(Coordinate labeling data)
★ ★ ★

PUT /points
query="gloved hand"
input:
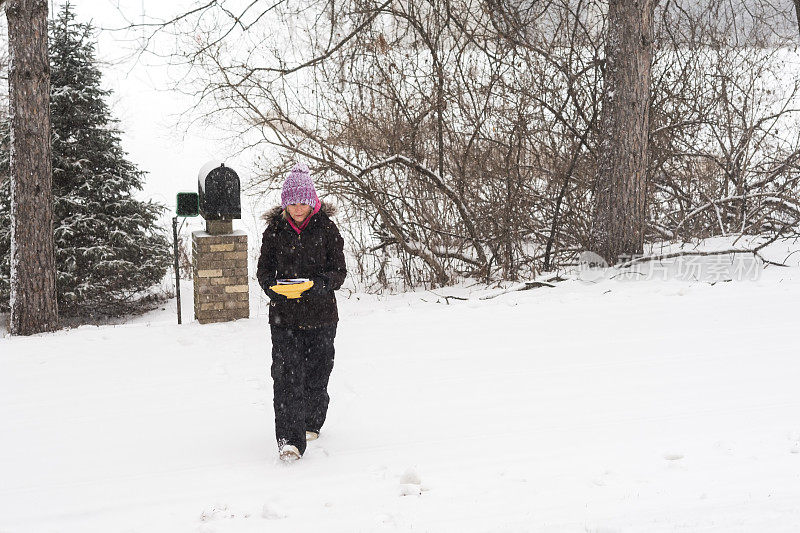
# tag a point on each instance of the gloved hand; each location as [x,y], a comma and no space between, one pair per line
[320,288]
[274,296]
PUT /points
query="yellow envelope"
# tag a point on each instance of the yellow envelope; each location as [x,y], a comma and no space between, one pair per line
[293,290]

★ ★ ★

Task prompt: Reproduce the lines above verbatim, omitting the pictures.

Result:
PUT /points
query="gloved hand"
input:
# tag a point on each instance of the gloved hand; each location as [x,y], a comma and no space between, one pair per line
[320,288]
[274,296]
PUT /points
query="yellow envelope"
# tag a point on each instance of the yellow envelope; each location as [x,y], a comma and no space between, one pair per line
[293,290]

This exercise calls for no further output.